* [Passage]:
Post-COVID-19 Futures: The return to smarter, healthier neighbourhoods

Source: @tomrumble

Source: @tomrumble

Large cities have always thrived as places of connectivity – it’s what makes them places where people choose to live and work. However, COVID-19 has revealed that it is these very characteristics which make cities most vulnerable to pandemics. What we have seen throughout the UK is the value of collective intelligence — not at a city scale, but rather, at the scale of the neighbourhood. Mutual aid, volunteering, local WhatsApp and Facebook groups have provided the benefits of local collective intelligence in urban areas.

During COVID, there has been an unprecedented rise in ‘neighbourliness,’ which is in stark contrast to recent years. A 2018 survey showed that 68 percent of people would describe their neighbours as ‘strangers’. Knowing your neighbours isn’t just a nicety, but a form of social support network whose benefits are revealed in times of crisis. It’s important to understand that they work at a neighbourhood scale. Famed urbanist Jane Jacobs highlighted how this local ‘social capital’ — the everyday activities and interactions that occur in a neighbourhood — builds up a network of relationships that provides a foundation for mutual trust, shared efforts and resilience in times of trouble.

* [Provided data]:
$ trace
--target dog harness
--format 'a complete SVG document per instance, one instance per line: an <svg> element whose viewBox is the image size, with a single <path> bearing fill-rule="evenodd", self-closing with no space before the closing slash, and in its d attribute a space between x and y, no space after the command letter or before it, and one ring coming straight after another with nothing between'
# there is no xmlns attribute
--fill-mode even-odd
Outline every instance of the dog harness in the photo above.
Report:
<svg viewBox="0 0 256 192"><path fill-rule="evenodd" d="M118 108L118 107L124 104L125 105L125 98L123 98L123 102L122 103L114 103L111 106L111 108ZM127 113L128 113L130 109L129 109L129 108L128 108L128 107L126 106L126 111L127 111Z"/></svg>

...

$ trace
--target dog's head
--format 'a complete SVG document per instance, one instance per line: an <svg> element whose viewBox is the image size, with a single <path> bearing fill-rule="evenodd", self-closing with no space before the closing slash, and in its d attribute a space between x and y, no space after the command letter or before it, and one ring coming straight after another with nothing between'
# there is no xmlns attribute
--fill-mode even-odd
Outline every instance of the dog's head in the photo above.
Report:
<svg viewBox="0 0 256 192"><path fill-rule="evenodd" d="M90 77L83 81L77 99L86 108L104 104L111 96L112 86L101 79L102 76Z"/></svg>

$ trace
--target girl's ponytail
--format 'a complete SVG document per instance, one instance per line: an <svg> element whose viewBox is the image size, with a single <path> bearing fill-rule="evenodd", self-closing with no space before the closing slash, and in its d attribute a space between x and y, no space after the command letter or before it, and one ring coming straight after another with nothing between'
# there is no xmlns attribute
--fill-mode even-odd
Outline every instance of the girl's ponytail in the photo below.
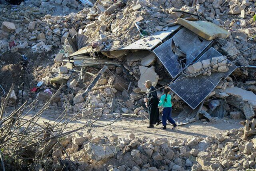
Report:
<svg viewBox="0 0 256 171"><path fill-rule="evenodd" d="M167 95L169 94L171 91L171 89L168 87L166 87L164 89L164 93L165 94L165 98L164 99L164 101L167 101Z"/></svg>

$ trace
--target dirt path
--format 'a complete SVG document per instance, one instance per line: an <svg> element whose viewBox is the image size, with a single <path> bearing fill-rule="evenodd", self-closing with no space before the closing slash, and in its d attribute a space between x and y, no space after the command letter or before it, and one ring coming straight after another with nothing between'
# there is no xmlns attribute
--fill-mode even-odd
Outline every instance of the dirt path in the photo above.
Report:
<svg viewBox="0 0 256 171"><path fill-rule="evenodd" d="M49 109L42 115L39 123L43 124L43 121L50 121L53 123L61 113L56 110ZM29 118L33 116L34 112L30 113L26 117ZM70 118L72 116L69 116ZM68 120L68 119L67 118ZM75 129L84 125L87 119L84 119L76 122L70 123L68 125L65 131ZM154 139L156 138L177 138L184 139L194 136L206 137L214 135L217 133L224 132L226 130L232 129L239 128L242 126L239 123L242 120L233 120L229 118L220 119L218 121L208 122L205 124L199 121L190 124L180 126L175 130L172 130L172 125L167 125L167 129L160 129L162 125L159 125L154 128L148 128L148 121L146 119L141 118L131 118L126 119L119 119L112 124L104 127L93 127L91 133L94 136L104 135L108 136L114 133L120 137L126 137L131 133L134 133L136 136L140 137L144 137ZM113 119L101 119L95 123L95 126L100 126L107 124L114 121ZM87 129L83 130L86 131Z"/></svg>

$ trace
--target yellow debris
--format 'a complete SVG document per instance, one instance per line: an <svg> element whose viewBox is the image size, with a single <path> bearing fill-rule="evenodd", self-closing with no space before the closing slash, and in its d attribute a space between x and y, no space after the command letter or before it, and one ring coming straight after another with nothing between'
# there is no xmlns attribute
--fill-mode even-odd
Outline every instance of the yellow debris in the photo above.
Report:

* [Problem requirements]:
Continue the article on post-COVID neighborhoods and collective intelligence, picking up right after its closing sentence about Jane Jacobs and local social capital.

* [Answer box]:
The connections made at neighbourhood- and street-level during COVID have been, for many, a coping mechanism for social isolation, and the majority of these connections have been digital. The pandemic could provide the final shift in how technology is used in smart cities to one that is primarily about building communities. Technology used locally can enable cities to become more neighbourly and places of mutual support. For example, video calling with friends and family has doubled during COVID with seven in 10 UK adults online now making weekly video calls.

Digital services can also provide access to relevant information, health professionals and peer support and it can help manage conditions and improve health and wellbeing. Yet according to a study by Citizens Online in February this year, of 6,691 GP surgeries in England more than half had less than 30% of patients registered for online services.

COVID brought an upsurge of local and neighbourhood organising in the UK. There are now over 4,000 mutual aid groups nationally, in both rural and urban areas. Mutual aid groups have created a hyperlocal infrastructure of care that includes diverse digital platforms and applications, as well as physical media such as leaflets and posters.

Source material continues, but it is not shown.